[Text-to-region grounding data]
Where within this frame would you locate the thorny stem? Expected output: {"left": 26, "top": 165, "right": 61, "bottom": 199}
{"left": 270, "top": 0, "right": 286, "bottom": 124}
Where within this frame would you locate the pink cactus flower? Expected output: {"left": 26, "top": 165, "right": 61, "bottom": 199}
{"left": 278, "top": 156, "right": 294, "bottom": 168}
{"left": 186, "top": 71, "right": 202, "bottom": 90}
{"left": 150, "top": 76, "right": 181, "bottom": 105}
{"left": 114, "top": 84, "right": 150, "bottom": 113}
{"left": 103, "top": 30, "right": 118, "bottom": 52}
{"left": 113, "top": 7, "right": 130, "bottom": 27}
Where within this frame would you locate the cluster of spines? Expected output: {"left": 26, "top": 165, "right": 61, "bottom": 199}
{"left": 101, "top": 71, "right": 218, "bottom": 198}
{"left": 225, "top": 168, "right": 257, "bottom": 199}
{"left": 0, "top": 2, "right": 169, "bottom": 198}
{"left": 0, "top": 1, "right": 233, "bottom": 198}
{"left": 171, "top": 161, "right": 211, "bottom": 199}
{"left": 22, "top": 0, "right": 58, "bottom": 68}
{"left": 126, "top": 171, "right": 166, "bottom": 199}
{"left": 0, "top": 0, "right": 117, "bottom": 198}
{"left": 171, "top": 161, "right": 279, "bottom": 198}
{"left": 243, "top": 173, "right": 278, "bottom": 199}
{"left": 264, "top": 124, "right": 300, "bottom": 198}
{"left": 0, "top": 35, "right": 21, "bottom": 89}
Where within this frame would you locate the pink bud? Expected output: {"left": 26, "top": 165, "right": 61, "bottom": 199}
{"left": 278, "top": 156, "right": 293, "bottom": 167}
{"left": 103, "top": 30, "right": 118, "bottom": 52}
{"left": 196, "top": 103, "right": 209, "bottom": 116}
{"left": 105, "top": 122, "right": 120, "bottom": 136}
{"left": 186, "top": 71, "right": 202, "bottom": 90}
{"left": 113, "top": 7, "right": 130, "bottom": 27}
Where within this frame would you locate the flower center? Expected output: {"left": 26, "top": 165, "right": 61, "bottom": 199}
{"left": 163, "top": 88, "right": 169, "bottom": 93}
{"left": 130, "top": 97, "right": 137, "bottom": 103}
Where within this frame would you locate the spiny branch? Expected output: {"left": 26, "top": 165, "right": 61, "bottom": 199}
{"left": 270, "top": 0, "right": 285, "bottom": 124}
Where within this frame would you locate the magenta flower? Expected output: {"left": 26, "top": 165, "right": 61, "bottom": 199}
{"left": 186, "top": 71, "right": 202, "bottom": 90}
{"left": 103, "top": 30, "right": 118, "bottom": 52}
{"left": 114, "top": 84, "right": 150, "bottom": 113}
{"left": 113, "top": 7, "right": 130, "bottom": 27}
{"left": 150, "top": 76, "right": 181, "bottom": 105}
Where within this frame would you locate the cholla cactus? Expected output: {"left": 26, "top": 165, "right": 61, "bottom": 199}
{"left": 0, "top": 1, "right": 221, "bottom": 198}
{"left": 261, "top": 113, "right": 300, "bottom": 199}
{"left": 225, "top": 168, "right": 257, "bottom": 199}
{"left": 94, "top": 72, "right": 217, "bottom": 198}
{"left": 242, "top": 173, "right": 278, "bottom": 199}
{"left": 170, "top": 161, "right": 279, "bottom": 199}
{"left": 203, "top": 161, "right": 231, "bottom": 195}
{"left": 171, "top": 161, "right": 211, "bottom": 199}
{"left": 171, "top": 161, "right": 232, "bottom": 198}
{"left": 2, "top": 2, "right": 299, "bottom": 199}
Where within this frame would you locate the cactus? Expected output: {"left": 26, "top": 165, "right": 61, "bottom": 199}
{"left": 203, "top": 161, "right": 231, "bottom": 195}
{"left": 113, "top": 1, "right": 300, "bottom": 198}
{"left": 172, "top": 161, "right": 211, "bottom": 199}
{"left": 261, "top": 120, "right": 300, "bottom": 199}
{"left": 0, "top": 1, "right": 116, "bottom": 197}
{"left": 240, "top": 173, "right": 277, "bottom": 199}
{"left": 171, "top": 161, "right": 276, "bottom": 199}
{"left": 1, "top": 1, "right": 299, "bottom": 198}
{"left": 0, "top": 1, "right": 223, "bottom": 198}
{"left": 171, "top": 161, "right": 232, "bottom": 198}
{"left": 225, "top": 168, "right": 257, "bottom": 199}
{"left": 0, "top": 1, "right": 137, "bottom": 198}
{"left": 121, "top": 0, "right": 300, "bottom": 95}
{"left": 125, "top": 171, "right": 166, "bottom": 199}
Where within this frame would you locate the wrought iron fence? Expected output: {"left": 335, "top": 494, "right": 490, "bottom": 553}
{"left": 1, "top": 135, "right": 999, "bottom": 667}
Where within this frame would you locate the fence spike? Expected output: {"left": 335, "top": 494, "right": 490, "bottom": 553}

Exercise goal. With nothing omitted, set down all of the records again.

Answer for the task.
Where within this frame would you locate the thorny stem? Expected output: {"left": 26, "top": 165, "right": 61, "bottom": 199}
{"left": 270, "top": 0, "right": 286, "bottom": 124}
Where within this frame would you locate the pink cactus flower? Expected output: {"left": 26, "top": 165, "right": 61, "bottom": 199}
{"left": 278, "top": 156, "right": 294, "bottom": 168}
{"left": 186, "top": 71, "right": 202, "bottom": 90}
{"left": 150, "top": 76, "right": 181, "bottom": 105}
{"left": 114, "top": 84, "right": 150, "bottom": 113}
{"left": 103, "top": 30, "right": 118, "bottom": 52}
{"left": 113, "top": 7, "right": 130, "bottom": 27}
Where within this frame would you locate the cluster of spines? Expected output: {"left": 26, "top": 165, "right": 61, "bottom": 199}
{"left": 101, "top": 71, "right": 218, "bottom": 198}
{"left": 225, "top": 168, "right": 257, "bottom": 199}
{"left": 0, "top": 2, "right": 169, "bottom": 198}
{"left": 0, "top": 1, "right": 233, "bottom": 198}
{"left": 171, "top": 161, "right": 211, "bottom": 199}
{"left": 22, "top": 0, "right": 58, "bottom": 68}
{"left": 126, "top": 171, "right": 166, "bottom": 199}
{"left": 0, "top": 0, "right": 117, "bottom": 198}
{"left": 171, "top": 161, "right": 279, "bottom": 198}
{"left": 243, "top": 173, "right": 278, "bottom": 199}
{"left": 264, "top": 124, "right": 300, "bottom": 198}
{"left": 0, "top": 35, "right": 21, "bottom": 89}
Where within this frame would you locate the pink bud? Expected output: {"left": 26, "top": 165, "right": 61, "bottom": 199}
{"left": 278, "top": 156, "right": 293, "bottom": 167}
{"left": 103, "top": 30, "right": 118, "bottom": 52}
{"left": 196, "top": 103, "right": 209, "bottom": 116}
{"left": 105, "top": 122, "right": 120, "bottom": 136}
{"left": 186, "top": 71, "right": 202, "bottom": 90}
{"left": 113, "top": 7, "right": 130, "bottom": 27}
Where within this frame would you locate the flower center? Expected output: {"left": 26, "top": 165, "right": 61, "bottom": 199}
{"left": 163, "top": 88, "right": 169, "bottom": 93}
{"left": 130, "top": 97, "right": 137, "bottom": 103}
Where within this frame would you locate the spiny branch? Expected output: {"left": 26, "top": 165, "right": 61, "bottom": 199}
{"left": 270, "top": 0, "right": 285, "bottom": 124}
Where within this frame would you locate the magenta flower? Expected output: {"left": 26, "top": 165, "right": 61, "bottom": 199}
{"left": 186, "top": 71, "right": 202, "bottom": 90}
{"left": 103, "top": 30, "right": 118, "bottom": 52}
{"left": 114, "top": 84, "right": 150, "bottom": 113}
{"left": 113, "top": 7, "right": 130, "bottom": 27}
{"left": 150, "top": 76, "right": 181, "bottom": 105}
Where within this frame would you locate the cholla cactus? Expected output: {"left": 26, "top": 165, "right": 61, "bottom": 199}
{"left": 0, "top": 1, "right": 221, "bottom": 198}
{"left": 261, "top": 113, "right": 300, "bottom": 199}
{"left": 225, "top": 168, "right": 257, "bottom": 199}
{"left": 94, "top": 72, "right": 217, "bottom": 198}
{"left": 242, "top": 173, "right": 278, "bottom": 199}
{"left": 170, "top": 161, "right": 279, "bottom": 199}
{"left": 203, "top": 161, "right": 231, "bottom": 195}
{"left": 171, "top": 161, "right": 211, "bottom": 199}
{"left": 171, "top": 161, "right": 232, "bottom": 198}
{"left": 2, "top": 2, "right": 299, "bottom": 199}
Where within this frame would you locate the cactus? Expected output: {"left": 26, "top": 165, "right": 61, "bottom": 199}
{"left": 203, "top": 161, "right": 231, "bottom": 195}
{"left": 113, "top": 1, "right": 300, "bottom": 198}
{"left": 172, "top": 161, "right": 211, "bottom": 199}
{"left": 261, "top": 120, "right": 300, "bottom": 199}
{"left": 0, "top": 1, "right": 116, "bottom": 197}
{"left": 240, "top": 173, "right": 277, "bottom": 199}
{"left": 171, "top": 161, "right": 276, "bottom": 199}
{"left": 1, "top": 1, "right": 299, "bottom": 198}
{"left": 0, "top": 1, "right": 223, "bottom": 198}
{"left": 171, "top": 161, "right": 232, "bottom": 198}
{"left": 225, "top": 168, "right": 257, "bottom": 199}
{"left": 0, "top": 1, "right": 137, "bottom": 198}
{"left": 121, "top": 0, "right": 300, "bottom": 95}
{"left": 125, "top": 171, "right": 166, "bottom": 199}
Where within this frame would you locate the wrought iron fence? Expected output: {"left": 335, "top": 494, "right": 490, "bottom": 553}
{"left": 1, "top": 135, "right": 999, "bottom": 667}
Where within this frame would you locate the fence spike? Expected output: {"left": 335, "top": 494, "right": 490, "bottom": 553}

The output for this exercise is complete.